Given text:
- Opening Delimiter -

Monday, May 10, 2010


The Scientist | You may soon be visited by an FBI agent, or a scientist acting on behalf of one. Here's why.

They tried to fit in at this year’s iGEM synthetic biology competition. They really tried. Piers Millet from the United Nations Office of Disarmament Affairs sported a white hoodie with an iGEM insignia that was slightly too tight. Beside him, Lindsay Hartmann, a Weapons of Mass Destruction analyst with the Federal Bureau of Investigation, wore nails painted black—the look of a rebellious college kid. The bracelet with charms of a badge, handcuffs, and gun, however, gave her away.

Around them, student competitors whooshed by before the next round of presentations inside the Massachusetts Institute of Technology Stata Center. Some headed for the cookies and juice trays. Some gossiped about the 11-year-old who made a liquid handling robot out of Lego bricks. A duo of artists working with a team from Cambridge shuttled around a suitcase of fake, neon-spotted feces—replicas, they said, of a digestive diagnostics tool from an imagined future.

In the midst of the giddy confusion, the agents handed out brochures for a newly invigorated FBI initiative. Its goal: Collaborate with the science community to secure biology from those who would use it to harm people, by engineering a synthetic epidemic, for instance. Only, for the campaign to succeed, the FBI will have to bridge an enormous rift between the science community and law enforcement.

- Closing Delimiter -

[Dataset entries]
- Opening Delimiter -

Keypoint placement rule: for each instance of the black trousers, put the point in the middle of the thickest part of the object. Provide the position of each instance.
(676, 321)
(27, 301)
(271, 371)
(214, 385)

- Closing Delimiter -

Exercise set:
A. Name the charms on Lindsay Hartmann's bracelet in the article about the FBI at the iGEM competition.
B. Pick up the article about the FBI at the iGEM competition right after its final sentence and keep writing.

Your written answers:
A. A badge, handcuffs, and a gun.

B.
“I’m here to deliver a message,” Millet told students during a presentation. “Securing synthetic biology is not my job, it’s your job. Our job is to give you guys the tools to do that.” The tools were printed on the back of every brochure—56 direct phone lines to the regional offices of the Weapons of Mass Destruction Directorate, an FBI division devoted to handling WMD threats. The agents asked students and biologists alike to call if they spotted anything “suspicious” in their labs.

Titled the Biological Sciences Outreach Program, the campaign to start a dialogue with biologists about potential biosecurity risks from their science has begun with the synthetic biology community and is spreading from there. It’s being praised by biosecurity experts for its foresight. What scientists think, however, is a different story.